[start of EXCERPTED TEXT]

# Data Validation Notebook

This notebook performs sanity checks on the data to ensure quality before training.

In [None]:
import pandas as pd
import numpy as np

data_path = '../data/raw/spam.csv'

## 1. Load Data

In [None]:
try:
    df = pd.read_csv(data_path, encoding='latin-1')
    print("Data loaded successfully.")
except Exception as e:
    print(f"Error loading data: {e}")

## 2. Missing Values Check

In [None]:
missing = df.isnull().sum()
print("Missing values per column:")
print(missing[missing > 0])

if missing['v1'] > 0 or missing['v2'] > 0:
    print("WARNING: Critical columns have missing values!")
else:
    print("PASSED: No missing values in critical columns.")

## 3. Duplicate Check

In [None]:
duplicates = df.duplicated().sum()
print(f"Number of duplicate rows: {duplicates}")

if duplicates > 0:
    print("Note: Duplicates found. Consider whether to remove them.")

## 4. Label Validity Check

In [None]:
valid_labels = {'ham', 'spam'}
unique_labels = set(df['v1'].unique())

print(f"Found labels: {unique_labels}")

if unique_labels.issubset(valid_labels):
    print("PASSED: All labels are valid.")
else:
    print(f"WARNING: Unexpected labels found: {unique_labels - valid_labels}")

[end of EXCERPTED TEXT]

**WRITTEN REQUEST A**:
Which two labels does the data validation notebook treat as valid?
**WRITTEN REQUEST B**:
Retype the stretch of the data validation notebook from "if duplicates >" through "unique_labels = set(df['v1'].unique())".
The items that follow come from a separate source and are unrelated to the notebook.

[start of PROVIDED MATERIAL]

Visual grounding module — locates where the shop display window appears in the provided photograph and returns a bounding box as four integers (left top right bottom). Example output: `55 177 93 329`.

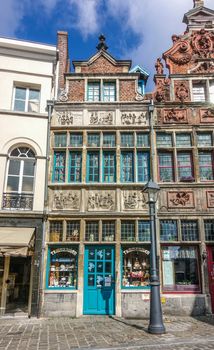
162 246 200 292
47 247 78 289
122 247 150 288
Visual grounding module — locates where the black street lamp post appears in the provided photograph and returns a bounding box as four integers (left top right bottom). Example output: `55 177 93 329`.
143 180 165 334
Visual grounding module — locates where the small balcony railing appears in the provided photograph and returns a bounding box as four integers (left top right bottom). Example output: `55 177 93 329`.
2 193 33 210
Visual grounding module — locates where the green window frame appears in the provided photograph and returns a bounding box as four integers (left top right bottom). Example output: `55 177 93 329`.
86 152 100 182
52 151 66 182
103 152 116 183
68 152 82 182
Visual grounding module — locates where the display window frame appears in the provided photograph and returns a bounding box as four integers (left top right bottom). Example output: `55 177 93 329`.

[end of PROVIDED MATERIAL]
[start of PROVIDED MATERIAL]

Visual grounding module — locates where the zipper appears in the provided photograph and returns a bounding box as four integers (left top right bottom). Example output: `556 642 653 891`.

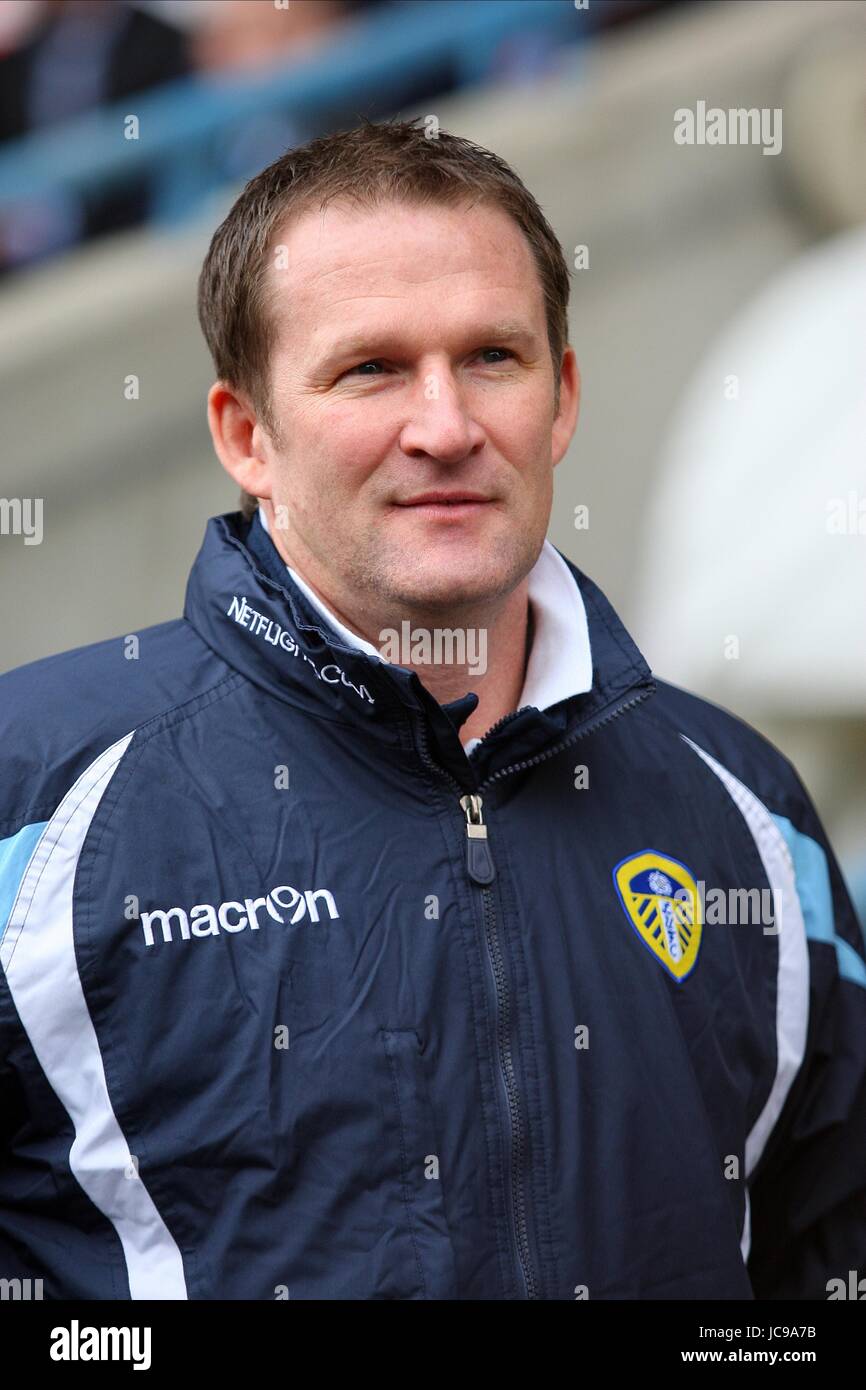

[end of PROVIDED MATERIAL]
[start of PROVIDED MATERIAL]

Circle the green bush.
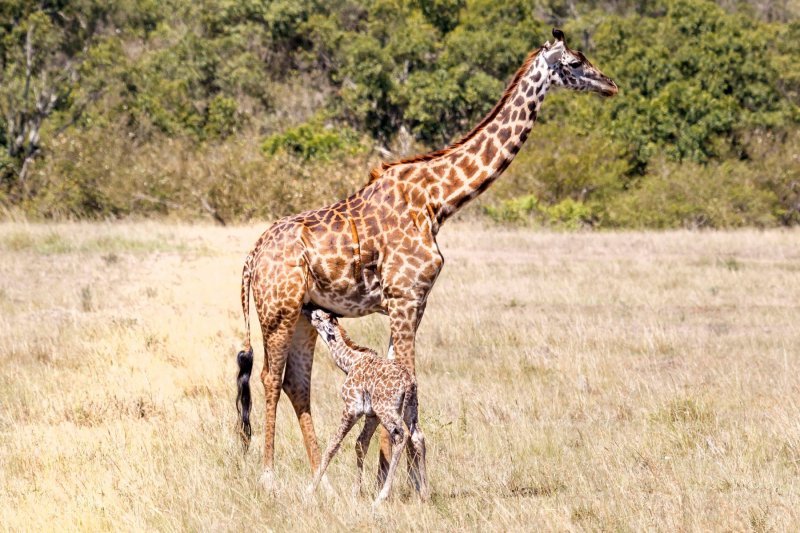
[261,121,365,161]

[end of PROVIDED MATERIAL]

**ANSWER A**:
The valid labels are 'ham' and 'spam'.

**ANSWER B**:
if duplicates > 0:
    print("Note: Duplicates found. Consider whether to remove them.")

## 4. Label Validity Check

In [None]:
valid_labels = {'ham', 'spam'}
unique_labels = set(df['v1'].unique())